Provided material Start Marker

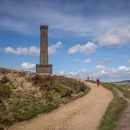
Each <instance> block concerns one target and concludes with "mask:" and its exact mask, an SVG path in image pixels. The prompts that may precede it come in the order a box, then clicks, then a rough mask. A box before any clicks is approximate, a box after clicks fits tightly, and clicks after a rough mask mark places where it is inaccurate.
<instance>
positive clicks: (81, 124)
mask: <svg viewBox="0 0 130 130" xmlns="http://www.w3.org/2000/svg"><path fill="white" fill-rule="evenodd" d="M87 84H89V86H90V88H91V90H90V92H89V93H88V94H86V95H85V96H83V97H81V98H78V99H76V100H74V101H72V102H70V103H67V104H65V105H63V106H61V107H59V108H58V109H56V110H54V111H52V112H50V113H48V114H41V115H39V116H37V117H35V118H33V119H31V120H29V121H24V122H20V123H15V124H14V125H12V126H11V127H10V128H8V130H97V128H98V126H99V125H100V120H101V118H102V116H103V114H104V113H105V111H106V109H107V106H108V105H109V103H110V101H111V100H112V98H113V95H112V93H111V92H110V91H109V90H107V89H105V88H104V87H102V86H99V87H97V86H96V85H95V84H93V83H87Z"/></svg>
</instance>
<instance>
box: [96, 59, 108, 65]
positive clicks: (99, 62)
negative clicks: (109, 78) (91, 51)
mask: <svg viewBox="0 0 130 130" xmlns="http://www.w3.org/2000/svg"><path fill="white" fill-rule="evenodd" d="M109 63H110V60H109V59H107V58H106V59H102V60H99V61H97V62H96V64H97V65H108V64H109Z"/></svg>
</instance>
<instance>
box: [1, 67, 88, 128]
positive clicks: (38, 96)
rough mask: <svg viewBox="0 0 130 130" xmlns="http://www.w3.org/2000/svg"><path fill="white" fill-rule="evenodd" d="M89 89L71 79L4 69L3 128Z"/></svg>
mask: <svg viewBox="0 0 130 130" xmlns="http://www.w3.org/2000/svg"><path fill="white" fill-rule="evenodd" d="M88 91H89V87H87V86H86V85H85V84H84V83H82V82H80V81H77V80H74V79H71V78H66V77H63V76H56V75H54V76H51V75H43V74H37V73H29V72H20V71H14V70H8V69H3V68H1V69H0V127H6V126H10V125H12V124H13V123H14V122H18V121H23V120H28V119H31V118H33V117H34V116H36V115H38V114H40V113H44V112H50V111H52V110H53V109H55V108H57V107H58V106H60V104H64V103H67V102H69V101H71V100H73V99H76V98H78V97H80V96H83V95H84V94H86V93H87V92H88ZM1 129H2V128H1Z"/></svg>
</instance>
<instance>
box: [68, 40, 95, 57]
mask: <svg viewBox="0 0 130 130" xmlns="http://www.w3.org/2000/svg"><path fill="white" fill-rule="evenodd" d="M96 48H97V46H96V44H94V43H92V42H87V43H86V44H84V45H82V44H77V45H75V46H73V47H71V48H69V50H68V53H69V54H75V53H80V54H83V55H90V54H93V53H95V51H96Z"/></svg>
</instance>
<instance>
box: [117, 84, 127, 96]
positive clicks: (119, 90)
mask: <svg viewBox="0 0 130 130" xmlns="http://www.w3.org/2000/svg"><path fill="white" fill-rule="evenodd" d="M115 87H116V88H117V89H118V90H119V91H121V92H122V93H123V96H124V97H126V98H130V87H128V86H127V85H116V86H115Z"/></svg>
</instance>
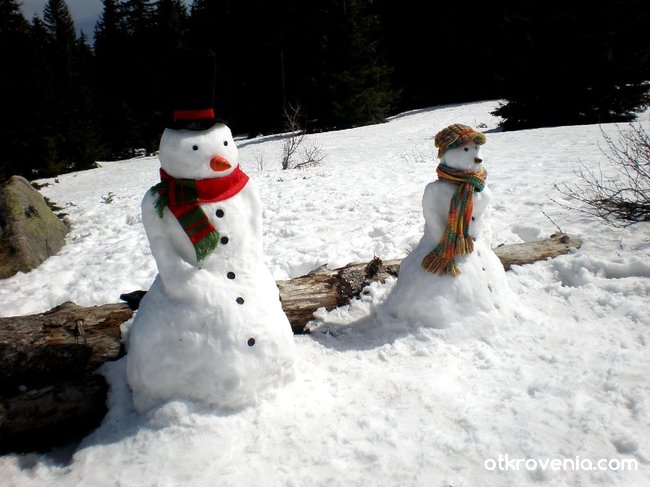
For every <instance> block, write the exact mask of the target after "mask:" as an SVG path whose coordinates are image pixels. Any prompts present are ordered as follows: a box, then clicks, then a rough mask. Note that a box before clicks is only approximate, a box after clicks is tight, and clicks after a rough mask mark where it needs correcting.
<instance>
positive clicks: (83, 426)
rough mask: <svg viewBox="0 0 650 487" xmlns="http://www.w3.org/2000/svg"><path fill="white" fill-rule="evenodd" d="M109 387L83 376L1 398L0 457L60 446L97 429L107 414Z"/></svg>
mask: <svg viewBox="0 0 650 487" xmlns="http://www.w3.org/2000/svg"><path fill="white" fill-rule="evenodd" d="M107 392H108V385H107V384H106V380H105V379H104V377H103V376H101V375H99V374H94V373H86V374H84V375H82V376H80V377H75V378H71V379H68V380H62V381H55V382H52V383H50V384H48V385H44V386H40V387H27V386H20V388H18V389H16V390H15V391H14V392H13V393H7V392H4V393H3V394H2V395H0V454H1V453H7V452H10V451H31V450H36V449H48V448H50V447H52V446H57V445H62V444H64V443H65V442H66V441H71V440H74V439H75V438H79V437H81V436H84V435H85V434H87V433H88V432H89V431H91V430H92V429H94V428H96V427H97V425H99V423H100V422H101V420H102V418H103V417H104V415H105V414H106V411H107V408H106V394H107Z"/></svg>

Provided material End Marker

▶ [Aim of the exercise] Restate each entry word for word; omit the pictures.

▶ [Result of this exercise]
Each <instance> block concerns one target and concludes with "mask:" and its exact mask, an SVG path in image pixels. The prompts that may precede it come in the order a box, then clicks, then a rough mask. A box before any clicks is approximate, a box after clicks fits tightly, and clicks after a rough mask mark places where it is inaccurate.
<instance>
positive clicks: (81, 124)
mask: <svg viewBox="0 0 130 130" xmlns="http://www.w3.org/2000/svg"><path fill="white" fill-rule="evenodd" d="M87 84H89V86H90V88H91V90H90V92H89V93H88V94H86V95H85V96H83V97H81V98H78V99H76V100H74V101H72V102H70V103H67V104H65V105H63V106H61V107H59V108H58V109H56V110H54V111H52V112H50V113H48V114H41V115H39V116H37V117H35V118H33V119H31V120H29V121H24V122H20V123H15V124H14V125H12V126H11V127H10V128H8V130H97V128H98V126H99V125H100V120H101V118H102V116H103V114H104V113H105V111H106V109H107V106H108V105H109V103H110V101H111V100H112V98H113V95H112V93H111V92H110V91H109V90H107V89H105V88H104V87H102V86H99V87H97V86H96V85H95V84H93V83H87Z"/></svg>
</instance>
<instance>
box: [96, 59, 108, 65]
positive clicks: (99, 62)
negative clicks: (109, 78) (91, 51)
mask: <svg viewBox="0 0 130 130" xmlns="http://www.w3.org/2000/svg"><path fill="white" fill-rule="evenodd" d="M109 63H110V60H109V59H107V58H106V59H102V60H99V61H97V62H96V64H97V65H108V64H109Z"/></svg>
</instance>
<instance>
box: [1, 67, 88, 128]
positive clicks: (38, 96)
rough mask: <svg viewBox="0 0 130 130" xmlns="http://www.w3.org/2000/svg"><path fill="white" fill-rule="evenodd" d="M89 89L71 79L4 69L3 128Z"/></svg>
mask: <svg viewBox="0 0 130 130" xmlns="http://www.w3.org/2000/svg"><path fill="white" fill-rule="evenodd" d="M88 91H89V87H87V86H86V85H85V84H84V83H82V82H80V81H77V80H74V79H71V78H66V77H63V76H56V75H54V76H51V75H43V74H37V73H29V72H20V71H14V70H8V69H3V68H1V69H0V127H6V126H10V125H12V124H13V123H14V122H18V121H23V120H28V119H31V118H33V117H34V116H36V115H38V114H40V113H44V112H50V111H52V110H53V109H55V108H57V107H58V106H60V104H64V103H67V102H69V101H71V100H73V99H76V98H78V97H80V96H83V95H84V94H86V93H87V92H88ZM1 129H2V128H1Z"/></svg>
</instance>
<instance>
box: [68, 40, 95, 57]
mask: <svg viewBox="0 0 130 130" xmlns="http://www.w3.org/2000/svg"><path fill="white" fill-rule="evenodd" d="M96 48H97V46H96V44H94V43H92V42H87V43H86V44H84V45H82V44H77V45H75V46H73V47H71V48H69V50H68V53H69V54H75V53H80V54H83V55H90V54H93V53H95V51H96Z"/></svg>
</instance>
<instance>
box: [117, 84, 127, 96]
positive clicks: (119, 90)
mask: <svg viewBox="0 0 130 130" xmlns="http://www.w3.org/2000/svg"><path fill="white" fill-rule="evenodd" d="M115 87H116V88H117V89H118V90H119V91H121V92H122V93H123V96H124V97H126V98H130V87H128V86H127V85H116V86H115Z"/></svg>
</instance>
For every <instance> block, write the exact mask of the target after "mask:" as an SVG path whose coordinates are image pixels. Any prompts present are ordered as follows: a box, then clicks, then a rough mask. Note that a box before clicks is only approximate, a box after clicks is tight, and clicks after a rough mask mark where it needs correcting.
<instance>
positive clicks: (83, 426)
rough mask: <svg viewBox="0 0 650 487" xmlns="http://www.w3.org/2000/svg"><path fill="white" fill-rule="evenodd" d="M109 387L83 376L1 398L0 457L60 446L97 429L107 414Z"/></svg>
mask: <svg viewBox="0 0 650 487" xmlns="http://www.w3.org/2000/svg"><path fill="white" fill-rule="evenodd" d="M107 392H108V385H107V384H106V380H105V379H104V377H103V376H101V375H99V374H94V373H86V374H84V375H82V376H80V377H75V378H71V379H68V380H62V381H55V382H52V383H50V384H48V385H44V386H40V387H27V386H20V388H18V389H16V390H15V391H14V392H13V393H7V392H4V393H3V394H2V395H0V454H1V453H7V452H10V451H31V450H36V449H48V448H50V447H52V446H57V445H62V444H64V443H65V442H66V441H71V440H74V439H75V438H79V437H81V436H84V435H85V434H87V433H88V432H89V431H91V430H92V429H94V428H96V427H97V425H99V423H100V422H101V420H102V418H103V417H104V415H105V414H106V411H107V408H106V394H107Z"/></svg>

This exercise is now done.